### Point-based annotation data
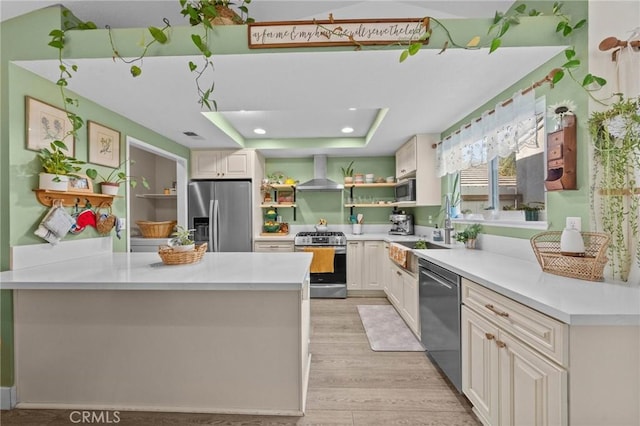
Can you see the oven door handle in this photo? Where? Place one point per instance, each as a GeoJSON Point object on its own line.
{"type": "Point", "coordinates": [338, 250]}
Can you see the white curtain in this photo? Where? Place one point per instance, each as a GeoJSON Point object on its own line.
{"type": "Point", "coordinates": [497, 133]}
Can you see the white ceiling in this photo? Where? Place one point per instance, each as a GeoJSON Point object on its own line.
{"type": "Point", "coordinates": [298, 95]}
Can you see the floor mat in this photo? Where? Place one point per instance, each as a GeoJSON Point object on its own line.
{"type": "Point", "coordinates": [386, 330]}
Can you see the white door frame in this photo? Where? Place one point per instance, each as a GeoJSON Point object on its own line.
{"type": "Point", "coordinates": [182, 181]}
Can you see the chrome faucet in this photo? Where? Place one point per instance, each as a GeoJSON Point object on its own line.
{"type": "Point", "coordinates": [447, 220]}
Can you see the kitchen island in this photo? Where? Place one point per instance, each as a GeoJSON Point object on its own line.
{"type": "Point", "coordinates": [229, 334]}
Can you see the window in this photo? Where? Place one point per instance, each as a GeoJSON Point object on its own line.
{"type": "Point", "coordinates": [507, 184]}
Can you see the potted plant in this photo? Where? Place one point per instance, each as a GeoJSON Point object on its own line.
{"type": "Point", "coordinates": [469, 235]}
{"type": "Point", "coordinates": [57, 166]}
{"type": "Point", "coordinates": [531, 210]}
{"type": "Point", "coordinates": [182, 240]}
{"type": "Point", "coordinates": [110, 184]}
{"type": "Point", "coordinates": [347, 173]}
{"type": "Point", "coordinates": [615, 134]}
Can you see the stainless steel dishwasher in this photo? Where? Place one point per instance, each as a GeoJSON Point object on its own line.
{"type": "Point", "coordinates": [440, 319]}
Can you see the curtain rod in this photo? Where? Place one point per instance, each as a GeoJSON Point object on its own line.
{"type": "Point", "coordinates": [547, 79]}
{"type": "Point", "coordinates": [612, 43]}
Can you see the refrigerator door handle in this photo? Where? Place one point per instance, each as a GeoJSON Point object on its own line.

### Task goal
Transcribe every line of the records above word for word, omitting the pictures.

### Task solution
Can you see the oven door handle in this photo? Where? Place one point per instance, each as a GeoJSON Point object on its own line.
{"type": "Point", "coordinates": [338, 250]}
Can you see the white curtain in this photo? Where? Place one point per instance, each as a GeoJSON Point object on its own line.
{"type": "Point", "coordinates": [497, 133]}
Can you see the white ceiling in this photo? Where? Place one point per instance, each as a GeoJSON Point object on its own line.
{"type": "Point", "coordinates": [298, 95]}
Can you see the floor mat in this photo? Where? Place one point per instance, each as a GeoJSON Point object on its own line.
{"type": "Point", "coordinates": [386, 330]}
Can you see the white door frame in this photo? Where? Place one point per instance, each as a GeoJSON Point object on its own line.
{"type": "Point", "coordinates": [182, 181]}
Can you see the chrome faucet in this photo? Where? Place one point per instance, each as a GeoJSON Point object on its own line.
{"type": "Point", "coordinates": [447, 220]}
Can you see the kitchen island in this photo? Where? Place one point per instance, each as a GeoJSON Point object on its own line.
{"type": "Point", "coordinates": [229, 334]}
Can you see the window in this photo? Where? Place one point per instance, each as a GeoJSON Point object on its own line.
{"type": "Point", "coordinates": [507, 184]}
Can you see the potted plant in this photo? Where? Place one point per instance, each as a GeoJSON Point object on its own line.
{"type": "Point", "coordinates": [469, 235]}
{"type": "Point", "coordinates": [57, 166]}
{"type": "Point", "coordinates": [531, 210]}
{"type": "Point", "coordinates": [182, 240]}
{"type": "Point", "coordinates": [110, 184]}
{"type": "Point", "coordinates": [347, 173]}
{"type": "Point", "coordinates": [615, 134]}
Can you see the stainless steel dishwasher in this photo? Where? Place one point per instance, each as a GeoJSON Point object on its own line.
{"type": "Point", "coordinates": [440, 319]}
Can you see the curtain rod in this photo? Where? Place one point per instance, each as a GeoJSON Point object on its own line.
{"type": "Point", "coordinates": [547, 79]}
{"type": "Point", "coordinates": [612, 43]}
Can you see the refrigerator door handle in this photo? Where? Place one point per instance, each as a GeoJSON Point object on its own line.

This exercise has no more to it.